- _Given task_
Update the records below by changing "bicycle pedal" to "bike pedal" everywhere and keeping all other text the same. Omit the pictures from your answer.

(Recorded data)

*-*-*

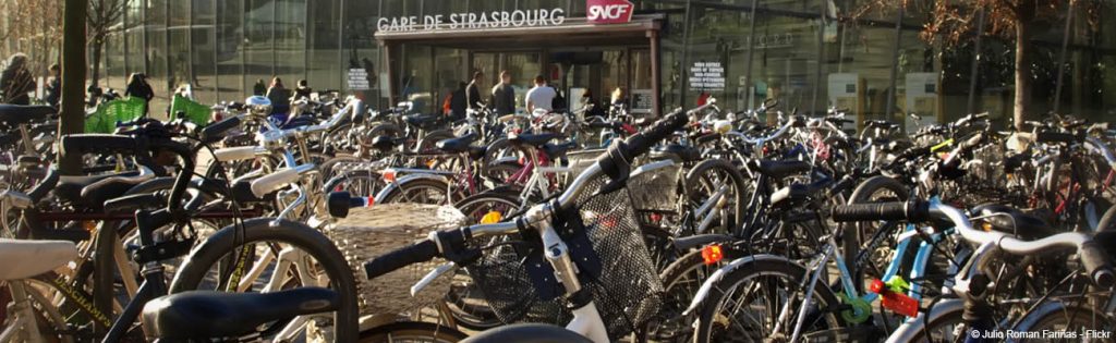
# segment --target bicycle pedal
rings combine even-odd
[[[878,342],[877,330],[872,325],[853,325],[802,334],[801,342],[810,343],[868,343]]]

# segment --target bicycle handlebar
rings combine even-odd
[[[1058,248],[1076,248],[1086,274],[1095,285],[1107,290],[1116,284],[1116,274],[1113,274],[1109,256],[1093,241],[1093,237],[1086,234],[1061,233],[1037,241],[1022,241],[998,231],[975,229],[962,210],[927,202],[854,204],[836,206],[833,209],[833,219],[836,222],[927,222],[931,216],[953,222],[961,237],[974,245],[995,244],[1000,251],[1012,255],[1033,255]]]

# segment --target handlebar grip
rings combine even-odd
[[[930,218],[930,203],[906,202],[840,205],[834,207],[831,215],[834,222],[925,222]]]
[[[1035,140],[1038,143],[1081,143],[1085,137],[1075,136],[1065,133],[1039,133],[1035,135]]]
[[[373,280],[412,264],[431,261],[439,254],[437,244],[430,239],[423,239],[414,245],[368,261],[364,264],[364,273],[368,280]]]
[[[123,135],[75,134],[62,136],[61,155],[69,154],[135,154],[140,144]]]
[[[681,129],[686,122],[690,122],[690,117],[686,116],[685,111],[679,110],[666,115],[663,119],[655,121],[650,129],[627,139],[627,156],[635,158],[636,156],[646,154],[651,150],[652,146],[666,139],[667,136]]]
[[[224,134],[229,133],[229,130],[238,127],[240,127],[240,117],[239,116],[229,117],[225,118],[224,120],[205,126],[204,128],[202,128],[202,131],[199,135],[199,137],[202,139],[202,141],[213,143],[223,138]]]
[[[1077,253],[1081,256],[1085,273],[1097,287],[1108,290],[1116,284],[1116,275],[1113,274],[1112,264],[1108,263],[1108,254],[1099,244],[1093,241],[1086,242]]]
[[[294,168],[279,169],[276,173],[264,175],[263,177],[257,178],[252,182],[252,194],[256,197],[262,198],[264,195],[276,192],[282,186],[289,185],[298,180],[298,170]]]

*-*-*

- _Task output_
# segment --target bike pedal
rings combine even-odd
[[[878,342],[877,330],[872,325],[853,325],[802,334],[801,342],[810,343],[868,343]]]

# segment --target bicycle handlebar
rings combine even-odd
[[[1058,248],[1076,248],[1086,274],[1095,285],[1107,290],[1116,284],[1116,274],[1113,274],[1109,256],[1093,241],[1093,237],[1086,234],[1061,233],[1037,241],[1022,241],[998,231],[975,229],[962,210],[927,202],[854,204],[836,206],[833,209],[833,219],[836,222],[927,222],[931,216],[953,222],[961,237],[974,245],[995,244],[1000,251],[1012,255],[1033,255]]]

# segment --target handlebar grip
rings combine even-odd
[[[930,218],[930,203],[906,202],[840,205],[834,207],[831,215],[834,222],[925,222]]]
[[[1035,140],[1038,143],[1081,143],[1085,137],[1075,136],[1065,133],[1039,133],[1035,135]]]
[[[373,280],[412,264],[431,261],[439,254],[437,244],[430,239],[423,239],[414,245],[368,261],[364,264],[364,273],[368,280]]]
[[[123,135],[75,134],[62,136],[61,155],[69,154],[135,154],[140,144]]]
[[[681,129],[686,122],[690,122],[690,117],[686,116],[685,111],[679,110],[666,115],[663,119],[655,121],[650,129],[627,139],[627,156],[635,158],[636,156],[646,154],[651,150],[652,146],[666,139],[667,136]]]
[[[224,134],[229,133],[229,130],[238,127],[240,127],[240,117],[239,116],[229,117],[225,118],[224,120],[205,126],[204,128],[202,128],[202,131],[199,135],[199,137],[202,139],[202,141],[213,143],[223,138]]]
[[[1077,253],[1081,256],[1085,273],[1097,287],[1108,290],[1116,284],[1116,275],[1113,274],[1112,264],[1108,263],[1108,254],[1099,244],[1093,241],[1086,242]]]
[[[294,168],[279,169],[276,173],[264,175],[263,177],[257,178],[252,182],[252,194],[256,197],[262,198],[264,195],[276,192],[282,186],[289,185],[298,180],[298,170]]]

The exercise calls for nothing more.